[Object pointing dataset rows]

****************

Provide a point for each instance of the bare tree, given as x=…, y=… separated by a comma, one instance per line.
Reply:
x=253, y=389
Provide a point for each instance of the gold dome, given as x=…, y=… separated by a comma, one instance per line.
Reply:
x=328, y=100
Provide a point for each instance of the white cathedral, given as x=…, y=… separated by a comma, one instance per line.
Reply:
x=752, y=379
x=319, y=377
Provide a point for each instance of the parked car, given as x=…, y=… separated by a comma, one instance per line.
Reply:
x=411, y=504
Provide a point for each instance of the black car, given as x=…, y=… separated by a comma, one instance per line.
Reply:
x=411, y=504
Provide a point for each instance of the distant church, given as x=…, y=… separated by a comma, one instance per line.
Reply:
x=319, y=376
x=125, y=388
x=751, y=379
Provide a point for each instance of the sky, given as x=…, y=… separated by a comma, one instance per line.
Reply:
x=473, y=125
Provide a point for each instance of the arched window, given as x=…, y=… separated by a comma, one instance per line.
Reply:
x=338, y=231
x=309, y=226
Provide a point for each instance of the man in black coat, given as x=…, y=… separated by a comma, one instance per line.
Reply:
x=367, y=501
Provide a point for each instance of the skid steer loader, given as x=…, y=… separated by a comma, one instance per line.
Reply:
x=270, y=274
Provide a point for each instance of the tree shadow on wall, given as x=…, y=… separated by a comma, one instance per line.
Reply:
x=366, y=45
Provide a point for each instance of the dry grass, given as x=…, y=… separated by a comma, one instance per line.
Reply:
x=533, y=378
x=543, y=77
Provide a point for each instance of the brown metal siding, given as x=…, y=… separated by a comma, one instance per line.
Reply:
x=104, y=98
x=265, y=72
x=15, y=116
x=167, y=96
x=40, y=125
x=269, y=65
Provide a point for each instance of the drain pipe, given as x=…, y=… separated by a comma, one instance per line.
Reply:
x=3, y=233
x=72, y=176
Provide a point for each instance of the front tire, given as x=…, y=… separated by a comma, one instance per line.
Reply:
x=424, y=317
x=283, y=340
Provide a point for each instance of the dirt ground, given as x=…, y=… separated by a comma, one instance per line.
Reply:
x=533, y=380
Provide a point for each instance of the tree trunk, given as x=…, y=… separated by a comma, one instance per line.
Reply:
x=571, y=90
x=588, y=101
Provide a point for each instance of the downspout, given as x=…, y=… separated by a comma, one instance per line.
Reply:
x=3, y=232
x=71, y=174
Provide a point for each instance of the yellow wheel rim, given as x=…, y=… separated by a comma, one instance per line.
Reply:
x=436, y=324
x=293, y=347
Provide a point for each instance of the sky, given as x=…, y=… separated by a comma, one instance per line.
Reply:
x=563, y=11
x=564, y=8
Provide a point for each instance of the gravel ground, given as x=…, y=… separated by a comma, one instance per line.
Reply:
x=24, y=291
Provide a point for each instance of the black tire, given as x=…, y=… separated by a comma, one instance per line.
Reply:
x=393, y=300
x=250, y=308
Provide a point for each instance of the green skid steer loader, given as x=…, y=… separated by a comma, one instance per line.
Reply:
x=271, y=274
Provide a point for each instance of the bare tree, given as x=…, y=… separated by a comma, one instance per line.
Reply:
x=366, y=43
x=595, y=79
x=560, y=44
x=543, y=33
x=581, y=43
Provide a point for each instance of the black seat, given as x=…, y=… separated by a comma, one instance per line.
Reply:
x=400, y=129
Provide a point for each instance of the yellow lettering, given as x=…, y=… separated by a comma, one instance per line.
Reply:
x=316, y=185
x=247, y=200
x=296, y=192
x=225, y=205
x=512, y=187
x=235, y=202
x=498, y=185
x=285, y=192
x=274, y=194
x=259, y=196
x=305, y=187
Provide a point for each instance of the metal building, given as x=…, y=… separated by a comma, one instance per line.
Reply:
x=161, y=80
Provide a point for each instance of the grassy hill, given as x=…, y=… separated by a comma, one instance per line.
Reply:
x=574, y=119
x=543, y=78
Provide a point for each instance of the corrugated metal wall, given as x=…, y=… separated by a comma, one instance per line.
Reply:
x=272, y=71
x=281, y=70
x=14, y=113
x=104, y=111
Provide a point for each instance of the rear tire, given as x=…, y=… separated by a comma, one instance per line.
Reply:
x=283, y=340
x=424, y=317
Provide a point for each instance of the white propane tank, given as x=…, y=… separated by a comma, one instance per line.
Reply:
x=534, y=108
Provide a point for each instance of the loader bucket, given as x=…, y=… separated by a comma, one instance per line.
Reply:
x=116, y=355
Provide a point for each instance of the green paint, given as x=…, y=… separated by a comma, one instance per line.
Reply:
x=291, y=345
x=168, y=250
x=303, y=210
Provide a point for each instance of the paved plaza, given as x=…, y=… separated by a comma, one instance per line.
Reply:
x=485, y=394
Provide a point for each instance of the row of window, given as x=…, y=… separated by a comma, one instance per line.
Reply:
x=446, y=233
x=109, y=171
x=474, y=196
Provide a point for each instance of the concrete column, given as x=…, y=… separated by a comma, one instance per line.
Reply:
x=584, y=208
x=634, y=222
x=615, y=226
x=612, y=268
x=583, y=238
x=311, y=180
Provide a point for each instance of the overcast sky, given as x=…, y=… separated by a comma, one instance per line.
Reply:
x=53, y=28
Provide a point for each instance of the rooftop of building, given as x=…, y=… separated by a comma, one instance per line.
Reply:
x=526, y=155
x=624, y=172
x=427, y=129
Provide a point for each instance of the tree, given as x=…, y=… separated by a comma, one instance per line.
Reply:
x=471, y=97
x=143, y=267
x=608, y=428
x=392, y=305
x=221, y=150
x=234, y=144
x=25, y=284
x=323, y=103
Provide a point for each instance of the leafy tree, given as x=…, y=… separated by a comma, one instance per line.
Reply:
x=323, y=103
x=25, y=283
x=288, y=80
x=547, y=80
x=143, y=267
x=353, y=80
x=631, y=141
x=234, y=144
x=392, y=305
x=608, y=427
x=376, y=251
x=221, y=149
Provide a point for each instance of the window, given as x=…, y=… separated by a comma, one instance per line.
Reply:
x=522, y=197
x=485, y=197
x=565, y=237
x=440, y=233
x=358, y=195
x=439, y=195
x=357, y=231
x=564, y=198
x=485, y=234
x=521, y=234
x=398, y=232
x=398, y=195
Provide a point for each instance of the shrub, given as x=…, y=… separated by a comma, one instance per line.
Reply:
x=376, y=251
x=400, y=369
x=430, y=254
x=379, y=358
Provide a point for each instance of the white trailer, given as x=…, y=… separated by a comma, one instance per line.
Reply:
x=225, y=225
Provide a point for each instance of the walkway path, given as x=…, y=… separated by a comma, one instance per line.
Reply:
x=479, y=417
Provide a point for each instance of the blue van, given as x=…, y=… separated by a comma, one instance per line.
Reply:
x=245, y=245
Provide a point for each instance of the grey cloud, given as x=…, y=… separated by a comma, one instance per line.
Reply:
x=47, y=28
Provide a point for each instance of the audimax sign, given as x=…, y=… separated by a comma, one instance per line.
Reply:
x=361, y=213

****************

**SHORT TASK:** Copy every row above, word for word, from start to finish.

**RESPONSE BELOW:**
Provide a point for each instance of the bare tree, given as x=…, y=… separated by a comma, one instance per line.
Reply:
x=253, y=389
Provide a point for each instance of the gold dome, given as x=…, y=… separated by a comma, one instance per line.
Reply:
x=328, y=100
Provide a point for each instance of the white cathedral, given as x=…, y=… separated by a comma, one instance per line.
Reply:
x=752, y=379
x=319, y=377
Provide a point for each instance of the parked car, given as x=…, y=… separated by a comma, one instance per line.
Reply:
x=411, y=504
Provide a point for each instance of the black car, given as x=…, y=… separated by a comma, one instance per line.
Reply:
x=411, y=504
Provide a point for each instance of the distant church, given as x=…, y=… separated by a comma, one instance per line.
Reply:
x=319, y=376
x=125, y=388
x=751, y=379
Provide a point for each instance of the sky, given as x=…, y=… separated by a comma, one instance per line.
Reply:
x=473, y=125
Provide a point for each instance of the arched window, given as x=…, y=… separated by a comma, one instance per line.
Reply:
x=338, y=231
x=309, y=226
Provide a point for each instance of the man in black coat, given as x=…, y=… separated by a comma, one instance per line.
Reply:
x=367, y=501
Provide a point for each instance of the skid steer loader, given as x=…, y=… separated by a comma, one instance per line.
Reply:
x=270, y=274
Provide a point for each instance of the tree shadow on wall, given as x=…, y=… separated by a comma, one instance per line.
Reply:
x=366, y=45
Provide a point for each instance of the dry grass, given as x=…, y=… separated by a comma, one instance per line.
Reply:
x=533, y=378
x=543, y=77
Provide a point for each instance of the brown metal siding, given as x=…, y=… separated by a comma, one instance per line.
Reply:
x=104, y=98
x=265, y=72
x=15, y=116
x=167, y=96
x=40, y=125
x=269, y=65
Provide a point for each instance of the drain pipe, given as x=…, y=… separated by a comma, one instance per line.
Reply:
x=3, y=233
x=72, y=176
Provide a point for each instance of the front tire, given as x=…, y=… separated by a comma, one instance per line.
Reply:
x=424, y=317
x=283, y=340
Provide a point for each instance of the dirt ground, given as x=…, y=… separated by a comma, one instance per line.
Reply:
x=533, y=380
Provide a point for each instance of the tree trunk, given as x=…, y=… separated by a comma, one instance per line.
Reply:
x=571, y=90
x=588, y=101
Provide a point for each instance of the downspout, given as x=…, y=… separated by a comma, one instance per line.
Reply:
x=3, y=232
x=71, y=174
Provide a point for each instance of the yellow wheel rim, given as x=…, y=… separated by a comma, one instance per line.
Reply:
x=436, y=324
x=293, y=347
Provide a point for each instance of the sky, given as x=…, y=… separated by a comma, one instance per line.
Reply:
x=563, y=11
x=564, y=8
Provide a point for each instance of the gravel ground, given as x=…, y=… separated by a comma, one instance per line.
Reply:
x=24, y=291
Provide a point for each instance of the black tire, given as x=…, y=… separated by a comma, one instance per line.
Reply:
x=393, y=300
x=250, y=308
Provide a point for each instance of the green skid steer loader, given as x=…, y=… separated by a comma, one instance per line.
Reply:
x=271, y=274
Provide a point for each instance of the bare tree, given as x=…, y=… separated by a comma, one instance per line.
Reply:
x=366, y=43
x=595, y=79
x=560, y=44
x=543, y=33
x=581, y=43
Provide a point for each instance of the black seat, given as x=…, y=… separated by a comma, one instance per line.
Reply:
x=400, y=129
Provide a point for each instance of the yellow lettering, given as x=…, y=… separated by a comma, one instance per line.
Reply:
x=316, y=185
x=247, y=200
x=296, y=192
x=225, y=205
x=512, y=187
x=235, y=202
x=498, y=185
x=285, y=192
x=274, y=194
x=259, y=196
x=305, y=187
Provide a point for each instance of the metal building, given as x=…, y=… separated by a comma, one instance per line.
Reply:
x=161, y=80
Provide a point for each instance of the grassy hill, given as x=…, y=… separated by a comma, one instance per line.
Reply:
x=574, y=119
x=543, y=78
Provide a point for each instance of the corrugated metal wall, given as x=…, y=… separated by a comma, one instance per line.
Reply:
x=272, y=71
x=281, y=70
x=14, y=113
x=104, y=111
Provide a point for each instance of the rear tire, given as x=…, y=… separated by a comma, one instance per line.
Reply:
x=283, y=340
x=424, y=317
Provide a point for each instance of the white propane tank, given as x=…, y=… separated by a comma, one instance per line.
Reply:
x=534, y=108
Provide a point for each instance of the loader bucket, given as x=…, y=… separated by a comma, one instance per line.
Reply:
x=116, y=355
Provide a point for each instance of the green paint, given as x=…, y=… separated by a comma, one instance per line.
Reply:
x=291, y=345
x=168, y=250
x=303, y=210
Provide a point for each instance of the paved plaza, given as x=…, y=… separated by a comma, one instance per line.
Reply:
x=485, y=394
Provide a point for each instance of the row of window, given as x=…, y=… separated by a comma, one instance per line.
Reply:
x=446, y=233
x=109, y=171
x=474, y=196
Provide a point for each instance of the concrete column, given as x=…, y=… separated by a comma, one instance per line.
Reply:
x=584, y=208
x=634, y=222
x=615, y=226
x=612, y=268
x=583, y=238
x=311, y=180
Provide a point for each instance of the overcast sky, given as x=…, y=… separated by a comma, one instance per line.
Reply:
x=53, y=28
Provide a point for each instance of the rooftop of building, given as x=…, y=… separated by a comma, one instance per line.
Reply:
x=526, y=155
x=624, y=172
x=427, y=129
Provide a point for each instance of the tree, given as x=…, y=… separated by a comma, one instance per line.
Reply:
x=471, y=97
x=143, y=267
x=608, y=428
x=392, y=305
x=221, y=150
x=234, y=144
x=25, y=284
x=323, y=103
Provide a point for each instance of the leafy tree, given as x=…, y=… separated by a comma, one instance per line.
Reply:
x=323, y=103
x=25, y=283
x=288, y=80
x=547, y=80
x=143, y=267
x=353, y=80
x=631, y=141
x=234, y=144
x=392, y=305
x=608, y=427
x=376, y=251
x=221, y=149
Provide a point for each instance of the window, given as x=…, y=… separated by a comma, one instance per line.
Reply:
x=522, y=197
x=485, y=197
x=565, y=237
x=440, y=233
x=358, y=195
x=439, y=195
x=357, y=231
x=564, y=198
x=485, y=234
x=521, y=234
x=398, y=232
x=398, y=195
Provide a point for each instance of the shrub, given as x=…, y=… separated by a comma, one instance per line.
Reply:
x=376, y=251
x=400, y=369
x=430, y=254
x=379, y=358
Provide a point for each instance of the white trailer, given as x=…, y=… separated by a comma, one instance per line.
Reply:
x=225, y=225
Provide a point for each instance of the walkway path, given as x=…, y=… separated by a comma, one instance per line.
Reply:
x=479, y=417
Provide a point for each instance of the blue van, given as x=…, y=… separated by a comma, one instance per line.
Reply:
x=245, y=245
Provide a point for each instance of the grey cloud, given as x=…, y=… separated by a comma, one instance per line.
Reply:
x=47, y=28
Provide a point for each instance of the audimax sign, given as x=…, y=… separated by a comma, one instance per line.
Reply:
x=361, y=213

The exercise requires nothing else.